» **QUÉ DEBES HACER**: Enumera los medios con los que, según el fragmento sobre la muerte arbitraria y La peste, el mundo había limitado lo inesperado.

» **FRAGMENTO PROPORCIONADO**:

****************************************

No se trata, por lo mismo, de la muerte que, pese a su injusticia, se espera como consecuencia de haber vivido, sino de lo que Albert Camus definió como “lo arbitrario humano” –la muerte generada por la violencia de los hombres– y “lo arbitrario divino” –aquella que produce el mal que nos sobrepasa: los terremotos, las epidemias–. Ambas son más absurdas que la muerte a la que nuestra propia vida nos destina. Son la irrupción de lo inesperado en el centro mismo de un mundo que lo había limitado mediante leyes, controles, programas de protección. Pensando en ello, Camus escribió una novela conmovedora, La peste. En esa alegoría de lo arbitrario humano y divino, Camus, además de describirnos el sufrimiento y la impotencia frente a lo absurdo, muestra a un puñado de seres luchando contra él, no para erradicar la muerte –es imposible–, sino para contenerla, para disminuir su presencia y su sufrimiento, para volverla otra vez extraordinaria en la cotidianidad de la vida.

****************************************

» **MATERIAL DE ESTUDIO**:
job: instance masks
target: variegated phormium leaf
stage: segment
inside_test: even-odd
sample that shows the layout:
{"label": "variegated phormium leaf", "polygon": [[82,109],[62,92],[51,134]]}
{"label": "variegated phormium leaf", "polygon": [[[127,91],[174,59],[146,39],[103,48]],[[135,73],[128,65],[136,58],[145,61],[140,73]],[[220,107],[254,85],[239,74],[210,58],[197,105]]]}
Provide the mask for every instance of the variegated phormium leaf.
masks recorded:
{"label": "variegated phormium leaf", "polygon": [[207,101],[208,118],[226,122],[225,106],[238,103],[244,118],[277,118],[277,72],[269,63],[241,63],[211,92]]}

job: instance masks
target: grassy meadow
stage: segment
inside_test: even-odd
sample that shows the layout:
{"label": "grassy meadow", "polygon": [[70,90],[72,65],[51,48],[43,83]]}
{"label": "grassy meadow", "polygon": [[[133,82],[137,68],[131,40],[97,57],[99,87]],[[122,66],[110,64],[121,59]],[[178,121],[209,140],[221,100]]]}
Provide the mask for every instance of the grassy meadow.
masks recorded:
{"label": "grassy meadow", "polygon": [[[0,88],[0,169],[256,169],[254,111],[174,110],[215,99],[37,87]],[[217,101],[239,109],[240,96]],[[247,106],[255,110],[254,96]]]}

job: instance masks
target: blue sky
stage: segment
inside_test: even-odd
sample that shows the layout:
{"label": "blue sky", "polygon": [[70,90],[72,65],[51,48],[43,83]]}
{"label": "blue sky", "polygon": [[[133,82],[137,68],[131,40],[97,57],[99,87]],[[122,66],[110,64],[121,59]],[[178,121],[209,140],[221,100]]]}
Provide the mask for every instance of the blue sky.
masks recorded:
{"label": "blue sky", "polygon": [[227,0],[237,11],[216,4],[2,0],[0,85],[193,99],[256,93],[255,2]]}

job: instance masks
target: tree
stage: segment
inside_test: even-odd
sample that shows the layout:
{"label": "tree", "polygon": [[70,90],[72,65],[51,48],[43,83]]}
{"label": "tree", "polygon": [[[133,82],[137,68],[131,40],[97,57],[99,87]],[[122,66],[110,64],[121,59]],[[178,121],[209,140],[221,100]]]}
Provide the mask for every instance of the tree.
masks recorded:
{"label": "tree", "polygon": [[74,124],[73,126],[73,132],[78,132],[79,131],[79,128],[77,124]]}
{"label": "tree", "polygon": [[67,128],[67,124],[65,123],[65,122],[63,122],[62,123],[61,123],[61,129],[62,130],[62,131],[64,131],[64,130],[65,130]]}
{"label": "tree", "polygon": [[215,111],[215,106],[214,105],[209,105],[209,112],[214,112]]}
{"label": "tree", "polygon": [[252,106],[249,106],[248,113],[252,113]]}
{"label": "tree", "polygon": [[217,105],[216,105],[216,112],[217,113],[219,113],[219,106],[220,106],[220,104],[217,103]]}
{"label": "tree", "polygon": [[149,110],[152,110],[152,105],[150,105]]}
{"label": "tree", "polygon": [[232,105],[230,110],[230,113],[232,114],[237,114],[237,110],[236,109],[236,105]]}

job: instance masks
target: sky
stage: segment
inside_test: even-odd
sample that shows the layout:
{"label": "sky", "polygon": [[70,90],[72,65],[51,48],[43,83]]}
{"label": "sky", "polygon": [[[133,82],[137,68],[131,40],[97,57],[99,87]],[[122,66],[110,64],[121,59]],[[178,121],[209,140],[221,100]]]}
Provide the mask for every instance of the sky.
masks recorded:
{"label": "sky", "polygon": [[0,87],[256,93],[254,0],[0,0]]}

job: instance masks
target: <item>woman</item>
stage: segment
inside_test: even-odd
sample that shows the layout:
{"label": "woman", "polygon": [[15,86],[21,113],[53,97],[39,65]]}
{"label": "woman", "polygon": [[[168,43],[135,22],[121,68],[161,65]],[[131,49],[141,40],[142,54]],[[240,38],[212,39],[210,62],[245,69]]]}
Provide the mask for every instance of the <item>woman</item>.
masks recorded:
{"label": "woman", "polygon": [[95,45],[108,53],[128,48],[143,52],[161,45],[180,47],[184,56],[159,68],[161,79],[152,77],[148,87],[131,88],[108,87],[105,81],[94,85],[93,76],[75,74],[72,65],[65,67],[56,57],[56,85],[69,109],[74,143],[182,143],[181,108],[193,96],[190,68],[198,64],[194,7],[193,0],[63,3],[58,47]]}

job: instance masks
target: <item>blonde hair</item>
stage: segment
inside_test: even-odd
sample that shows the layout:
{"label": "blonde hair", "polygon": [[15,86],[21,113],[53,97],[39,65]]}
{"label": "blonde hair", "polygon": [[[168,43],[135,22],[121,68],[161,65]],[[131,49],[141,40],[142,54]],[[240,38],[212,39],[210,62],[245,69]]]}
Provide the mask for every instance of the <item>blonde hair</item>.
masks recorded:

****************************************

» **RESULTADO DEL EJERCICIO**: Leyes, controles y programas de protección.